EXTRACTED TEXT:

A new research found out that "acoustic tweezers" may by the key to 3D printing living cell structures. The new technology will allow scientists to better design tissue implants for the treatment of disease and reconstructive surgery.
The new method could be used soon in a medical setting for noninvasive single cell manipulation with applications in tissue engineering, neuroscience and regenerative medicine. A detailed report has been published in the journal PNAS.
The tweezers are actually sound waves enabling researchers to manipulate cells. The targeted sound waves are acting like tweezers, being able to seize single cells and to move.
The manipulation of cells can be done in three dimensions. There is no direct contact with cells, unlike regular tweezers.
A microfluidic device specially designed for this procedure is creating the manipulating waves. The cell is trapped at first between two sound standing waves of equal height. The two acoustic waves meet and trap the cell in a point called the "pressure node."
The principal research scientist in MIT's Department of Materials Science and Engineering, Ming Dao, explained for MIT News that researchers have designed now a working method to control the 3-D positioning of the pressure nodes and acoustic waves. The method is already validated through tests and researchers are working now to system optimization.
By changing waves' wavelength and shifting their phase, the pressure node can be moved by researchers together with the cell trapped within it. This procedure gives the possibility of 2-D movement across a horizontal plane.
In case that researchers need to move the cell in 3-D, then a third wave can be introduced. The cell's vertical position can be manipulated by this third wave via "acoustic levitation."
According to the website UPI, the ability of manipulating cells without physical contact was until now the missing component of tissue design. In order to recreate natural tissue structure it is necessary precise control. Only now the scientists have been able to find a method to manipulate cells without degrading and damaging.

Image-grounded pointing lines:
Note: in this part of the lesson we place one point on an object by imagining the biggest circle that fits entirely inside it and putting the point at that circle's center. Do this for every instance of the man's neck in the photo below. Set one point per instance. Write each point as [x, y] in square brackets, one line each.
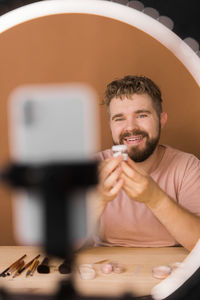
[152, 162]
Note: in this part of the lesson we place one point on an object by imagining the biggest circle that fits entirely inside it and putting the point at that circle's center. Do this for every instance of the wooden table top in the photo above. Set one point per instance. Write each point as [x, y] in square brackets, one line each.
[136, 279]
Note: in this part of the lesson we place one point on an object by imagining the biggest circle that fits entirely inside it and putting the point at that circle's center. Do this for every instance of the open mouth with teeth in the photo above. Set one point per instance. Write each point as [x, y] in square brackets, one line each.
[133, 140]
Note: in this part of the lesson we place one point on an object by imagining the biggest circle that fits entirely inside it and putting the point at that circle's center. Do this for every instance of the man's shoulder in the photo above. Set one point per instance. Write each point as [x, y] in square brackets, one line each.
[173, 155]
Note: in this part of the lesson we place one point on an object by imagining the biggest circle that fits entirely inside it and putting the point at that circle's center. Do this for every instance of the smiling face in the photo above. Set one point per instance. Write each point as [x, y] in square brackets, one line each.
[135, 123]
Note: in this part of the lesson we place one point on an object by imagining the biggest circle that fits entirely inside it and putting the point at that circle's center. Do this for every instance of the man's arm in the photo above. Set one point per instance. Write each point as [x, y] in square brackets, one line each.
[180, 223]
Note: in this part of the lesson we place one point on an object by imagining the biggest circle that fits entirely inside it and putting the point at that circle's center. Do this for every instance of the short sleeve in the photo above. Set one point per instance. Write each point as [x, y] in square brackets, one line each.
[189, 194]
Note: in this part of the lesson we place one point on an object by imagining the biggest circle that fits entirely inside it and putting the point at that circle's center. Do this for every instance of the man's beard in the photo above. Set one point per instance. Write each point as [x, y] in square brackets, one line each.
[134, 152]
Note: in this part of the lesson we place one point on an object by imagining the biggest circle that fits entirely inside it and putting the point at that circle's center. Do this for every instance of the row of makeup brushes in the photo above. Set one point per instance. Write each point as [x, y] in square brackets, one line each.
[19, 266]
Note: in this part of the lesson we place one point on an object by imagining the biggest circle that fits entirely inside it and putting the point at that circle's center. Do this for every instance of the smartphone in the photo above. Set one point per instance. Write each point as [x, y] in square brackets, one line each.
[51, 123]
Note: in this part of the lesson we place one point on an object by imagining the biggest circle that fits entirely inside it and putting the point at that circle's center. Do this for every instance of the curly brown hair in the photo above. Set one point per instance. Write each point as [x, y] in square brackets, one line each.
[129, 85]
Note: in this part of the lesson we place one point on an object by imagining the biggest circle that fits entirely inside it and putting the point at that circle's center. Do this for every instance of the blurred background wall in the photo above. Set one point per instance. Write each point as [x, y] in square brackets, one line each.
[94, 50]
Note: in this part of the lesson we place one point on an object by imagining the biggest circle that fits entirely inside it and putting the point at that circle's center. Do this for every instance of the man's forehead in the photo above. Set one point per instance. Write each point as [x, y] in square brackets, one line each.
[135, 101]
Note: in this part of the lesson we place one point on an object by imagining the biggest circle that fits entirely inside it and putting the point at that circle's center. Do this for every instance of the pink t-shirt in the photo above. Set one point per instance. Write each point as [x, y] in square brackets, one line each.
[128, 223]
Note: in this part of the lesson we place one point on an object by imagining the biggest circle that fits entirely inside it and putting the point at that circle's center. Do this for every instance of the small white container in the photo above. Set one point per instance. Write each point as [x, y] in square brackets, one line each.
[120, 150]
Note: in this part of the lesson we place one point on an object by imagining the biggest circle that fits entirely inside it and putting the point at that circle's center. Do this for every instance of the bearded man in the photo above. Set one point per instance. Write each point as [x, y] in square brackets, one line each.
[153, 198]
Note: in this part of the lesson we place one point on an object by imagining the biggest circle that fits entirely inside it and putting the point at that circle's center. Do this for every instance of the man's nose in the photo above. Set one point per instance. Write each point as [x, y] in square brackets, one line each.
[131, 124]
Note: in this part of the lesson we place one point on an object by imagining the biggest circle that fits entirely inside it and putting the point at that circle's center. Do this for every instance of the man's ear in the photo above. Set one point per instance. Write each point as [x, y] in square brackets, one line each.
[163, 119]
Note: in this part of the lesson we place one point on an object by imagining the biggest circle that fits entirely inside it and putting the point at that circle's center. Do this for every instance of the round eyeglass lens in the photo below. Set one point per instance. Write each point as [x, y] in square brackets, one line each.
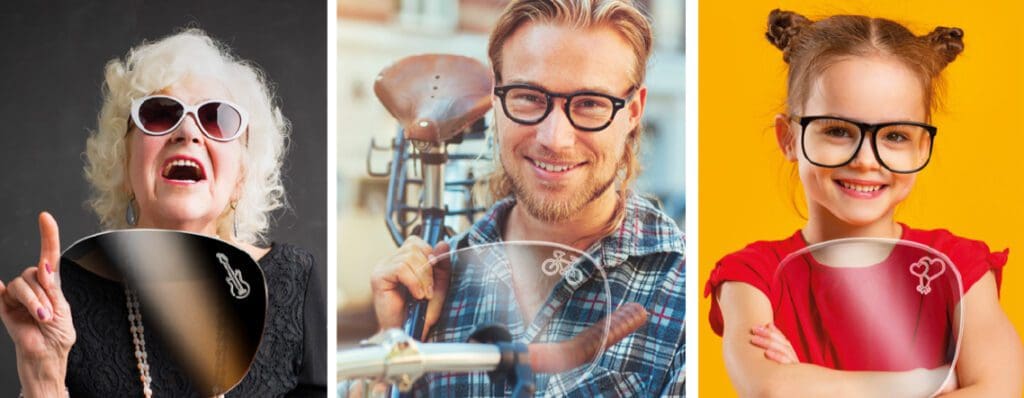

WORK INSTRUCTIONS: Could you retype the part of the acoustic tweezers text that begins at the words "The new method" and stops after "unlike regular tweezers."? Work from the acoustic tweezers text alone.

ANSWER TO THE PROBLEM:
The new method could be used soon in a medical setting for noninvasive single cell manipulation with applications in tissue engineering, neuroscience and regenerative medicine. A detailed report has been published in the journal PNAS.
The tweezers are actually sound waves enabling researchers to manipulate cells. The targeted sound waves are acting like tweezers, being able to seize single cells and to move.
The manipulation of cells can be done in three dimensions. There is no direct contact with cells, unlike regular tweezers.